• _Required work_
(1) Say whether each statement below agrees with the deployment guide. Answer yes or no for each, and quote the deciding words of the guide. (a) SC-NeuroCore can deploy one SNN model to combinations of 175 hardware profiles spanning 38 platform classes. (b) The portability score counts the hardware profiles that need modification to run a neuron model. (c) In the portability formula, $M$ stands for the model.
(2) In the rows, from the first line up to and including the line with "<point>445,112</point>", rename "Coordinates" to "Locations". Give back only those lines, with nothing else changed.

***** Selected text *****

Multi-Target Deployment Guide¶

SC-NeuroCore can deploy a single SNN model to any combination of 175 hardware profiles across 38 platform classes. This guide covers the complete multi-target deployment workflow from portability scoring through target recommendation, heterogeneous dispatch, multi-die floorplanning, and chiplet protocol mapping, with formal cost models for network partitioning and inter-chip bandwidth optimisation.

1. Mathematical Formalism¶

1.1 Portability Score¶

The portability score measures how many hardware profiles can execute a given neuron model without modification:

$$ S_{\text{port}} = \frac{|{p \in \mathcal{P} : \text{compatible}(p, M)}|}{|\mathcal{P}|} \times 100 $$

where $\mathcal{P}$ is the set of all profiles and $M$ is the model.

***** Source data *****

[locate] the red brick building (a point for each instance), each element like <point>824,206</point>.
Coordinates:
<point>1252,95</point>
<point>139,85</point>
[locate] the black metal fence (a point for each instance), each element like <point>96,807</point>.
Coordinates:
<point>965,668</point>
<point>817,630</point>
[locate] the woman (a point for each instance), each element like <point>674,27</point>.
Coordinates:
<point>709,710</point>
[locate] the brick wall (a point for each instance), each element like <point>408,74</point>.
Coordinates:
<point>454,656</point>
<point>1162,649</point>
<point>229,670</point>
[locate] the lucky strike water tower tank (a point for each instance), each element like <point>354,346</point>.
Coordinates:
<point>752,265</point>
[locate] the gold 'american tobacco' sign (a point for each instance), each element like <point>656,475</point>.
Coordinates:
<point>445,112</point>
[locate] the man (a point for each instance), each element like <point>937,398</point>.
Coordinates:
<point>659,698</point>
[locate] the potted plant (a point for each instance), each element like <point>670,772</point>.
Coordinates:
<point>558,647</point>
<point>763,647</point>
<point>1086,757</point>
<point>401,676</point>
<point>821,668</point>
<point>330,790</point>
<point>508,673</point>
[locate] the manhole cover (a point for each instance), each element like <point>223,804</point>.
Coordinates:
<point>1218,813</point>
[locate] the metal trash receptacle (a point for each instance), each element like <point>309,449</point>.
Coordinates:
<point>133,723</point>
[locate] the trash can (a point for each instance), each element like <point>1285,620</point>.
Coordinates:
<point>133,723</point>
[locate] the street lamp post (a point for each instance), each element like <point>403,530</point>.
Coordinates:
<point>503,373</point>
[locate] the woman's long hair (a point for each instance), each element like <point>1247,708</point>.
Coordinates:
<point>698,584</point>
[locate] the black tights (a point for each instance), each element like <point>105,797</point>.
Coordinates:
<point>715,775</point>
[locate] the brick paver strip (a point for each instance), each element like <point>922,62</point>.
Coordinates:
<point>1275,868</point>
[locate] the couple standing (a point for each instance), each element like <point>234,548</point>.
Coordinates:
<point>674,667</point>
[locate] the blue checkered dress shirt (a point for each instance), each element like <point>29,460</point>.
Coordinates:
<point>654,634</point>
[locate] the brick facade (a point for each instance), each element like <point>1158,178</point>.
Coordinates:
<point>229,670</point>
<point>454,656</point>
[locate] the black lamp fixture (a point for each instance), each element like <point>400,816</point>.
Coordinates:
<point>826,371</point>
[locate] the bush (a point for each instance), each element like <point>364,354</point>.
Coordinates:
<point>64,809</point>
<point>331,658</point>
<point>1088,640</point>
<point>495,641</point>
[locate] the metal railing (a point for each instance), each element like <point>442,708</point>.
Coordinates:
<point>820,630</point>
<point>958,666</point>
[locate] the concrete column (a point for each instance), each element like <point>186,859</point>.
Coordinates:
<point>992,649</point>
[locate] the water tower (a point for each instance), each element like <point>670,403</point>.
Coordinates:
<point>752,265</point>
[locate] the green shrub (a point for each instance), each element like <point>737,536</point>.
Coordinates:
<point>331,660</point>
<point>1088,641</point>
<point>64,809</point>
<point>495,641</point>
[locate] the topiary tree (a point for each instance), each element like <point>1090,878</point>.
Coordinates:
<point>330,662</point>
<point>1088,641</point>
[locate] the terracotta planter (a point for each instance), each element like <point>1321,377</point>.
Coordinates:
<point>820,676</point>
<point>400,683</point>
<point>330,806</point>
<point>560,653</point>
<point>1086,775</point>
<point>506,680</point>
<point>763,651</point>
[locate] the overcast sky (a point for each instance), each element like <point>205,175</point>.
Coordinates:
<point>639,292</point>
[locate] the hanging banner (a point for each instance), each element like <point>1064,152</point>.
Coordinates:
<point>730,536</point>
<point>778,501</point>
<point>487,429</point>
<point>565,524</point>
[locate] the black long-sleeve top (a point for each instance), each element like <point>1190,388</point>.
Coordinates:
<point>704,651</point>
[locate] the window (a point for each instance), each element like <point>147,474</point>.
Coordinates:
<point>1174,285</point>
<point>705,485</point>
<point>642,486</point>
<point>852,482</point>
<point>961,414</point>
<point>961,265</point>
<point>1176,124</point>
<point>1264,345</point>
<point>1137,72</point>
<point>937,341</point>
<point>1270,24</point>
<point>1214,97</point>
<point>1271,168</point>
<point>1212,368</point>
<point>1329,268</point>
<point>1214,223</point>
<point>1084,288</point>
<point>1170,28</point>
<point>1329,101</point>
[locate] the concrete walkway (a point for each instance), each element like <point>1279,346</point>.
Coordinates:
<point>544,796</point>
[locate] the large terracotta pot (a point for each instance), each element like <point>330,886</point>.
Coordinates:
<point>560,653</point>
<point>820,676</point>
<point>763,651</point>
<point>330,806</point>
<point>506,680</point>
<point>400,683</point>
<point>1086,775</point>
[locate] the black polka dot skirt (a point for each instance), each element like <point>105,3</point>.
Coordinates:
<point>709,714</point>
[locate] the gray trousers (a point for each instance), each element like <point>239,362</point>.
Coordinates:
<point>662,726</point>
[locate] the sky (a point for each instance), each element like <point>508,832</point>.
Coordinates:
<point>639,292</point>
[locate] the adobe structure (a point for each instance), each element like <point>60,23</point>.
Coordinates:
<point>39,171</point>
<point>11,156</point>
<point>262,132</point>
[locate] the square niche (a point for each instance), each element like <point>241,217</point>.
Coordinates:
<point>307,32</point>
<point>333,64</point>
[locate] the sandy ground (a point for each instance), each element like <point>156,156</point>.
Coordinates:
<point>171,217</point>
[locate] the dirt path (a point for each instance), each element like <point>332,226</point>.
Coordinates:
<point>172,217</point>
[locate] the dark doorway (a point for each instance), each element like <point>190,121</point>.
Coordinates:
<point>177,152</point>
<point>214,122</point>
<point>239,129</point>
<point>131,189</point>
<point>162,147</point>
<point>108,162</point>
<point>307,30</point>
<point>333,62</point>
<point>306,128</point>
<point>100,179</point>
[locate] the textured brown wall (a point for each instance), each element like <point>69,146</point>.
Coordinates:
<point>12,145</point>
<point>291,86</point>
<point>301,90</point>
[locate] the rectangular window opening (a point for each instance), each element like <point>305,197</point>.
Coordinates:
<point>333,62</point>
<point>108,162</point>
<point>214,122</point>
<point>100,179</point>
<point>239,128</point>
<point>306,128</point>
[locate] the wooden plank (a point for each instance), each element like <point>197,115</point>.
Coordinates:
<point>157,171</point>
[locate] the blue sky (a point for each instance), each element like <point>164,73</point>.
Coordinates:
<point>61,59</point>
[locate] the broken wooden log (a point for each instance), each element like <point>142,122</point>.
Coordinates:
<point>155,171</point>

*****

• _Solution set_
(1)
(a) Yes: "any combination of 175 hardware profiles across 38 platform classes"
(b) No: "how many hardware profiles can execute a given neuron model without modification"
(c) Yes: "and $M$ is the model"

(2)
[locate] the red brick building (a point for each instance), each element like <point>824,206</point>.
Locations:
<point>1252,95</point>
<point>139,85</point>
[locate] the black metal fence (a point for each instance), each element like <point>96,807</point>.
Locations:
<point>965,668</point>
<point>817,630</point>
[locate] the woman (a point for each instance), each element like <point>674,27</point>.
Locations:
<point>709,710</point>
[locate] the brick wall (a point for each instance), each element like <point>408,74</point>.
Locations:
<point>454,656</point>
<point>1162,649</point>
<point>229,670</point>
[locate] the lucky strike water tower tank (a point for each instance), each element like <point>354,346</point>.
Locations:
<point>752,265</point>
[locate] the gold 'american tobacco' sign (a point for each instance), each element like <point>656,475</point>.
Locations:
<point>445,112</point>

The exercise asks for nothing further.